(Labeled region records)
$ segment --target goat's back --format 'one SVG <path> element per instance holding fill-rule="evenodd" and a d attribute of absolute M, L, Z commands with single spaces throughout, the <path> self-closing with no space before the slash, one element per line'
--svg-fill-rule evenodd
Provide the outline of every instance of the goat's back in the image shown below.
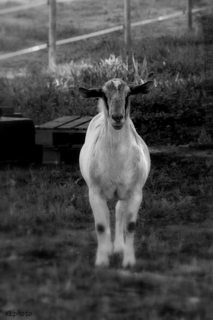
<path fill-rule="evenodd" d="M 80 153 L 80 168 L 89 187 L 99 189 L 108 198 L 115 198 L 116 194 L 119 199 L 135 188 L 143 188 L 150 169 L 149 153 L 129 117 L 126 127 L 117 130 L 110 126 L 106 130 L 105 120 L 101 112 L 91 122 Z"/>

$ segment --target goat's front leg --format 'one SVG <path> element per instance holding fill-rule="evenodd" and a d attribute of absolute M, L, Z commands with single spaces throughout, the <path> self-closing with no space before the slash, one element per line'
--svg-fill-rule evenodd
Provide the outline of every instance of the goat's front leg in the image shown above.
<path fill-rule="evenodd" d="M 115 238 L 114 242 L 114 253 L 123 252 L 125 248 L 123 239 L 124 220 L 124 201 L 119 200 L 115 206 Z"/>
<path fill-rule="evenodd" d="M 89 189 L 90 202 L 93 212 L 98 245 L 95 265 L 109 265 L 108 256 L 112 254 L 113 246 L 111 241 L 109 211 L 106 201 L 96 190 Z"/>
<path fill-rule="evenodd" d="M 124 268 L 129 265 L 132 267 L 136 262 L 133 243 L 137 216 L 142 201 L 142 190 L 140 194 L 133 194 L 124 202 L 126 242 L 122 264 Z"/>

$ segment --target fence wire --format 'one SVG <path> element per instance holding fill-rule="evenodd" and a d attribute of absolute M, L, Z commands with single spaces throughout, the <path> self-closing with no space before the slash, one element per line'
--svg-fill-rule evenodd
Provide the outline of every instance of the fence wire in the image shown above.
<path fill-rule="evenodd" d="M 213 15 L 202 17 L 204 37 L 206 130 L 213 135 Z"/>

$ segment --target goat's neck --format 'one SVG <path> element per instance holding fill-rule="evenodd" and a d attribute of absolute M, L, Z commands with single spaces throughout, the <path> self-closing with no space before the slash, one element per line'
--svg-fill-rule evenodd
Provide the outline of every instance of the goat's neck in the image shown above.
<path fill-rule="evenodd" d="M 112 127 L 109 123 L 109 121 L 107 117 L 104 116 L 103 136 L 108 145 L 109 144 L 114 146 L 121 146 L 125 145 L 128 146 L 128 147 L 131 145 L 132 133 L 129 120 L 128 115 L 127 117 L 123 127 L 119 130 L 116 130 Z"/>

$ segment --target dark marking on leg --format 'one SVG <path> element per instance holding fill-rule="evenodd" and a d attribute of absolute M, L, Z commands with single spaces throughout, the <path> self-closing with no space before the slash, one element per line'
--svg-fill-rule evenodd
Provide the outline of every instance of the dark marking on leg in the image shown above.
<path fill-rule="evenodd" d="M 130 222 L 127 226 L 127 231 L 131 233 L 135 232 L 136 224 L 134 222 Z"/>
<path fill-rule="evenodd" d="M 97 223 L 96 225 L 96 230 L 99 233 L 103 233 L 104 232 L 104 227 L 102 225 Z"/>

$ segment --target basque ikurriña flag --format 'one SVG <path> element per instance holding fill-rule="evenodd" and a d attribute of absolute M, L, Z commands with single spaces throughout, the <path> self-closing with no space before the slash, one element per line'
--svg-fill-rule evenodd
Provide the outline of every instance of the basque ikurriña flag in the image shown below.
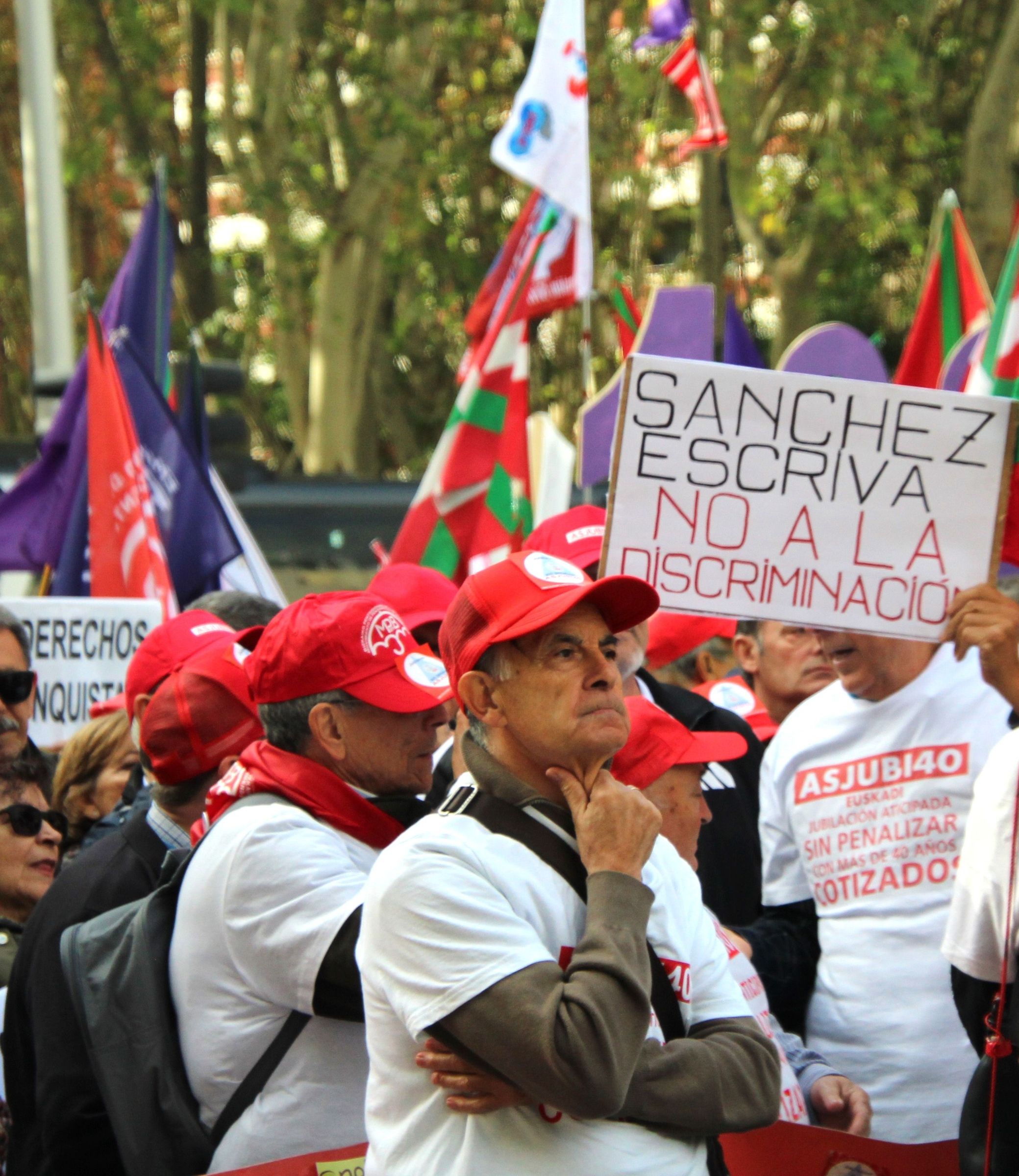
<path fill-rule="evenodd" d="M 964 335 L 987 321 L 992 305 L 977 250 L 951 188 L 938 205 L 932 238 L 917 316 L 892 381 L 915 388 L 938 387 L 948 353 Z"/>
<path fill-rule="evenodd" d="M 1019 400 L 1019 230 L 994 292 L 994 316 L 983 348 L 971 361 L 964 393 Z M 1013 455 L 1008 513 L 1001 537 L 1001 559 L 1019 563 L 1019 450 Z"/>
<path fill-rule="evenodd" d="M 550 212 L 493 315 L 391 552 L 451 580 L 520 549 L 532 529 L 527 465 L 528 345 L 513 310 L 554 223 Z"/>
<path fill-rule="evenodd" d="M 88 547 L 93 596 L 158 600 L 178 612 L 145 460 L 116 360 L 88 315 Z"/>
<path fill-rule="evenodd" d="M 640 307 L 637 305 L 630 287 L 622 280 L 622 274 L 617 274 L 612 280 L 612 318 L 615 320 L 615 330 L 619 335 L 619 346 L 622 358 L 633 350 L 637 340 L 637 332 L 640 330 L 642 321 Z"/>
---
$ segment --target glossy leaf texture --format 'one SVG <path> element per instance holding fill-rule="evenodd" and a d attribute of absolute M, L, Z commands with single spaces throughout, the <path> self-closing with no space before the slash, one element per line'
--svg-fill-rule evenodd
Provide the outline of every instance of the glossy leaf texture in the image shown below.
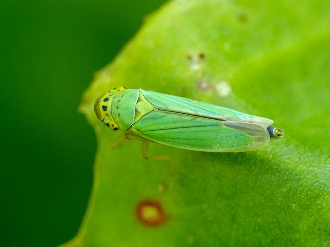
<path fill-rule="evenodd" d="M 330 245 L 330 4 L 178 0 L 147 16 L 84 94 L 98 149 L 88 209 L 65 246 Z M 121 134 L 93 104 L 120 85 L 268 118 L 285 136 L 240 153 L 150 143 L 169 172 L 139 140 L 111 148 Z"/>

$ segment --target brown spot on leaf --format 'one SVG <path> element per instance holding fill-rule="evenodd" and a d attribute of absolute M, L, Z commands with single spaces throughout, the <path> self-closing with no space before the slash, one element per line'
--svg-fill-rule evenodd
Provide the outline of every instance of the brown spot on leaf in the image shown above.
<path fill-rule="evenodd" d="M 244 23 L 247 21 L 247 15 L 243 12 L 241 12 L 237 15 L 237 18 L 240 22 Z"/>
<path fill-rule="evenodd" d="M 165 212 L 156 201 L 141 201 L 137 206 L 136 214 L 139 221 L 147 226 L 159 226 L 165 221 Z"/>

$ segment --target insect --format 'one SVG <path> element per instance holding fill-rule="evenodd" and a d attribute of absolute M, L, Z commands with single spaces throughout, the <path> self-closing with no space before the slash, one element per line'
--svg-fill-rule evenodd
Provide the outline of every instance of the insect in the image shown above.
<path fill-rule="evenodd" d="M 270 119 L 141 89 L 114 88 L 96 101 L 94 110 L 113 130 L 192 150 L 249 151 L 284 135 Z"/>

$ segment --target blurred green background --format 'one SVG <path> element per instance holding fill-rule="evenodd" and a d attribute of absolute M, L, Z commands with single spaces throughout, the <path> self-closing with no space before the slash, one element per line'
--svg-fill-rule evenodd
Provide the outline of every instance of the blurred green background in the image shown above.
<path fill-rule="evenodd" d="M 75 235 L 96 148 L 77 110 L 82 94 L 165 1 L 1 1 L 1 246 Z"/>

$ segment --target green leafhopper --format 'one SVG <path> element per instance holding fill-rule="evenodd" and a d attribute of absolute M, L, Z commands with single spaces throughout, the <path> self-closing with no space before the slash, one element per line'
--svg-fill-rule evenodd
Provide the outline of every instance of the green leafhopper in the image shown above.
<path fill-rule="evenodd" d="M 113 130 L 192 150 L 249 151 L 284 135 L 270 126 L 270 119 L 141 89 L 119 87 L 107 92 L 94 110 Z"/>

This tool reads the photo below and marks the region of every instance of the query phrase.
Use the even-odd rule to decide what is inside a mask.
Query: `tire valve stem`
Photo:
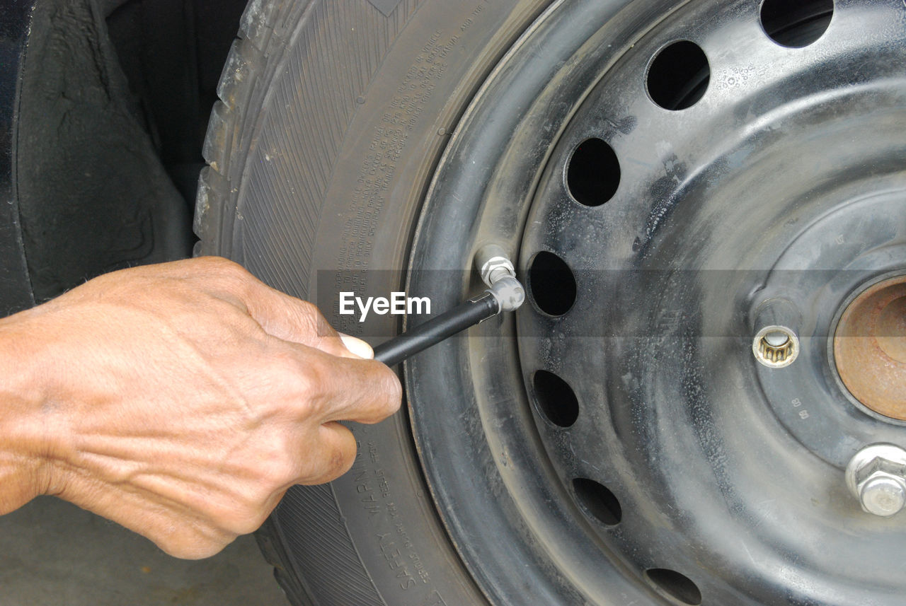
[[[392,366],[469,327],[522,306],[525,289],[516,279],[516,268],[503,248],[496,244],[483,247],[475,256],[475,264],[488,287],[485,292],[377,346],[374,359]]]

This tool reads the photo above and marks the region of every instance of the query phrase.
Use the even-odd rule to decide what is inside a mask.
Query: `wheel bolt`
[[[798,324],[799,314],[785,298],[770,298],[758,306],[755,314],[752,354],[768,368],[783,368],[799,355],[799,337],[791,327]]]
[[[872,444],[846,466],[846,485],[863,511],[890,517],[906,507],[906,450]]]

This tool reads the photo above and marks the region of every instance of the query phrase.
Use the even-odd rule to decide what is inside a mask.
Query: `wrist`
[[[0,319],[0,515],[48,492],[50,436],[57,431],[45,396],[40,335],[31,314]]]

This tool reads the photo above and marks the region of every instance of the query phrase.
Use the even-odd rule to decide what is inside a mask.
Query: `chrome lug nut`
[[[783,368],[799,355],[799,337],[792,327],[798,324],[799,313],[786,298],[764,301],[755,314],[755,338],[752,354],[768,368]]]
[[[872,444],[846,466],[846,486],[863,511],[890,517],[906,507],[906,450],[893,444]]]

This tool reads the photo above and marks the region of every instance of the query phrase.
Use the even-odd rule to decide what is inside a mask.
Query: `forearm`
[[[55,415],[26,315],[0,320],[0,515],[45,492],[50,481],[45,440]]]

Aim of the exercise:
Change "goat's back" to "goat's torso" in the lines between the line holding "--target goat's back" and the line holding "80 153 L 80", inclusive, and keep everything else the same. Leave the pictures out of your answer.

Completed exercise:
$ segment --target goat's torso --format 'one SVG <path> element per instance holding fill-rule="evenodd" and a d attribute of absolute M, L, Z commands with single spaces throughout, the <path> self-closing with no space before the slash, one element per line'
--svg-fill-rule evenodd
Provide the outline of every instance of the goat's torso in the image shown below.
<path fill-rule="evenodd" d="M 80 153 L 80 168 L 89 187 L 99 189 L 108 198 L 115 198 L 116 194 L 119 199 L 135 188 L 143 188 L 150 169 L 149 153 L 129 117 L 126 127 L 117 130 L 110 126 L 106 130 L 105 120 L 101 112 L 91 122 Z"/>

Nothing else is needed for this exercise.